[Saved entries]
§

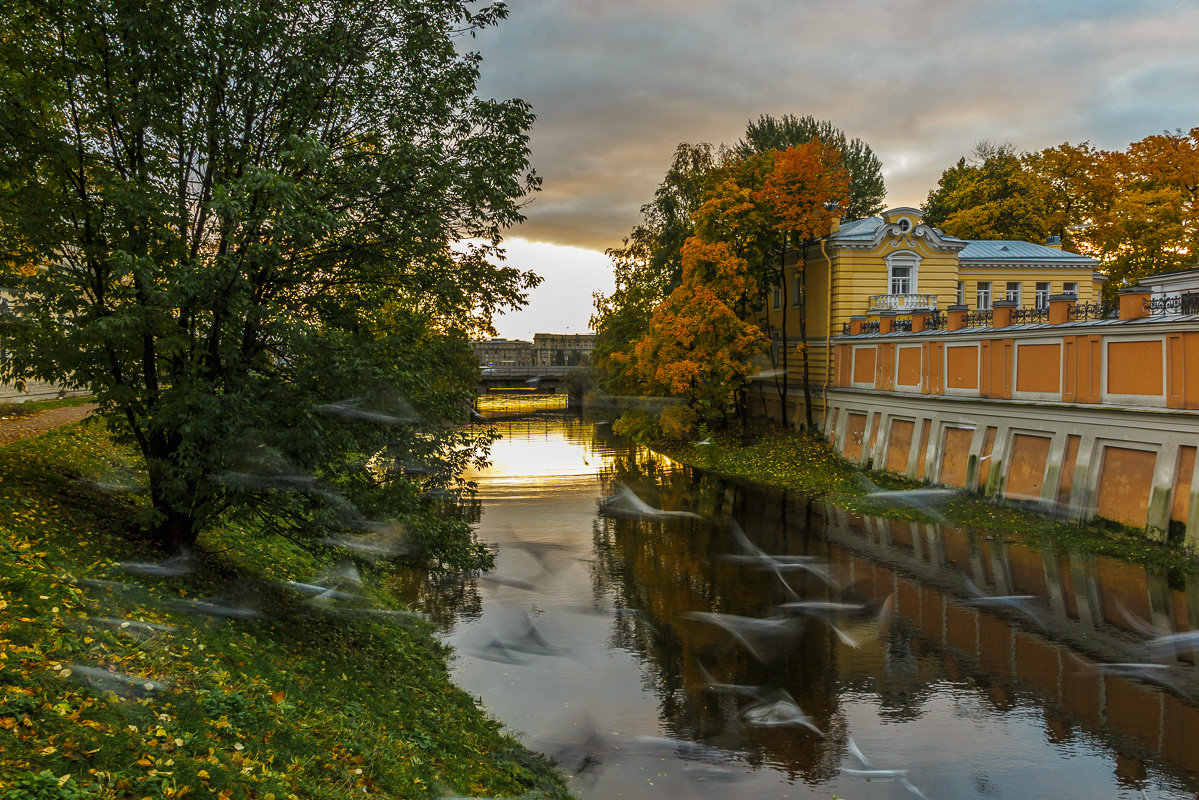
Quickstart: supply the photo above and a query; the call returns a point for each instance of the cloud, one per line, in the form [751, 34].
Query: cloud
[616, 84]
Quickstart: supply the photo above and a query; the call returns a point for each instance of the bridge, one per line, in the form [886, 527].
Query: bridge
[537, 378]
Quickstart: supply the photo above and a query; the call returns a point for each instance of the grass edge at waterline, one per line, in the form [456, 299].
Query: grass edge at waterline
[289, 705]
[793, 461]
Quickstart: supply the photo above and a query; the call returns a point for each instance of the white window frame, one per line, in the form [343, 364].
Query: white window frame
[1042, 289]
[983, 289]
[909, 260]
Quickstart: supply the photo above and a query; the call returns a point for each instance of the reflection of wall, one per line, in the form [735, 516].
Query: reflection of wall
[1086, 599]
[1132, 465]
[1100, 417]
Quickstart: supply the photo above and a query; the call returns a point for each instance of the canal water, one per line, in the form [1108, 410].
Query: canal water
[616, 642]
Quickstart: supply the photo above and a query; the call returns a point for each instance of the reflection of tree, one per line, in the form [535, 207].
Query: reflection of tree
[441, 599]
[662, 569]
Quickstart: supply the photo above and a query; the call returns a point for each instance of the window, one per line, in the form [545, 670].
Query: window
[983, 294]
[1042, 295]
[902, 274]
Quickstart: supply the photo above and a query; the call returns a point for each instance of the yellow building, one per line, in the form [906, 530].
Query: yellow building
[895, 264]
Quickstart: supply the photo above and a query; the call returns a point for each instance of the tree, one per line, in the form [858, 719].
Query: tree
[698, 348]
[243, 218]
[866, 187]
[994, 197]
[805, 191]
[648, 265]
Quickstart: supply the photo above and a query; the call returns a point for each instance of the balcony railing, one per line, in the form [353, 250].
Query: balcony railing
[903, 302]
[1187, 304]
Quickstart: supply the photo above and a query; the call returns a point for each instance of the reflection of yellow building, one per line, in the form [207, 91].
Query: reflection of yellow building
[892, 265]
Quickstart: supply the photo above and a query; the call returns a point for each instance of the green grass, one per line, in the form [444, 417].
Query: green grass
[294, 705]
[17, 410]
[806, 464]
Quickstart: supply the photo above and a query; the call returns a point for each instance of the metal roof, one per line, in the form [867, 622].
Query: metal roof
[1006, 250]
[862, 228]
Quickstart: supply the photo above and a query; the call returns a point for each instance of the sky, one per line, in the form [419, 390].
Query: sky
[618, 84]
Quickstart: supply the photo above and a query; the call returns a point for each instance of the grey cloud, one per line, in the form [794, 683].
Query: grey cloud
[616, 84]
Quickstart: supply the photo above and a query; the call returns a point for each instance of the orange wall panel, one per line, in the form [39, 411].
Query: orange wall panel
[1038, 368]
[899, 446]
[908, 372]
[1067, 468]
[1134, 368]
[855, 429]
[1126, 477]
[1191, 370]
[962, 366]
[988, 446]
[1175, 371]
[923, 450]
[1182, 483]
[955, 452]
[1094, 346]
[1026, 467]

§

Copy the listing over exactly, skipping the pictures it holds.

Answer to this problem
Quickstart: supply the photo above and a query; the call returns a point for each instance of the cloud, one per line, in the form [751, 34].
Query: cloud
[616, 84]
Quickstart: supply the photo above and a query; the call returns a point for each instance of the bridge, one per line, in the form [886, 527].
Query: bridge
[537, 378]
Quickstart: supply the photo above and a query; the call returns a point for each instance of the grass edge at waterline, one per line, in the form [456, 299].
Query: grass edge at waterline
[289, 705]
[793, 461]
Quickstart: supply the photo above and a query; the call returns a point for each instance of the white window frame, one per line, in the form [343, 364].
Query: white window frame
[1042, 289]
[983, 289]
[909, 260]
Quickstart: supply the photo above and a query; the call returns a point for each instance of the reflection of wall, one per line, in the form [735, 516].
Query: reflection of wall
[1086, 599]
[1132, 465]
[1100, 417]
Quickstart: supply the photo above and a query; the call returns a point for each instance of the canal water, one per line, in the form [1108, 410].
Query: canal water
[616, 642]
Quickstart: supply the photo above and a query; the call returns a point for each instance of the reflection of tree, one per line, in the form [535, 207].
Query: reflection of tree
[441, 599]
[662, 569]
Quickstart: supply the photo above and a query; the call returns a point for each instance of the window, one per line, in the form [545, 670].
Query: window
[983, 294]
[1042, 295]
[902, 274]
Quickstart: supply the photo above and a query; the call returns a point for each instance of the yellow building, one per line, in the form [906, 530].
Query: yellow building
[895, 264]
Quickstart: supply the photo above and a query; the call returns a point for each instance of the tree, one per line, in the form [858, 719].
Query: tree
[698, 348]
[243, 218]
[866, 187]
[994, 197]
[805, 191]
[648, 265]
Quickstart: supply the photo above and a query; the call returns a point for each instance of the balcony railing, one per line, in the form [353, 250].
Query: balcony railing
[903, 302]
[1187, 304]
Quickstart: supply the photo above and a query; the call returns a point for each instance of the reflection of yellow building, one per line, in the form [207, 91].
Query: reflection of yellow building
[892, 265]
Quickstart: supply the photo above and a query; the call returns a point for each instance of the green grass, one per line, in the form [444, 417].
Query: green grass
[294, 705]
[17, 410]
[806, 464]
Quickstart: supply the photo above and a query; the call returns a point for each instance of the metal roof, one per line, in the form [867, 622].
Query: metal roof
[1006, 250]
[862, 228]
Quickstart: supply the photo above and a query; the call returns a point for each instance of the sky, one per line, in the form [419, 390].
Query: sky
[618, 84]
Quickstart: supply the photo above and a query; the call returns a point for each instance of the grey cloud, one per line, in the form [794, 683].
Query: grey cloud
[616, 84]
Quickstart: supply the photo above and a query; the call returns a point for each instance of the orange wall panel, one per line, in the form [39, 411].
Query: orange wall panel
[1038, 368]
[899, 446]
[908, 372]
[1067, 468]
[1134, 368]
[855, 429]
[1126, 477]
[1191, 370]
[962, 366]
[988, 446]
[1175, 371]
[923, 450]
[1182, 483]
[955, 452]
[1094, 346]
[1026, 467]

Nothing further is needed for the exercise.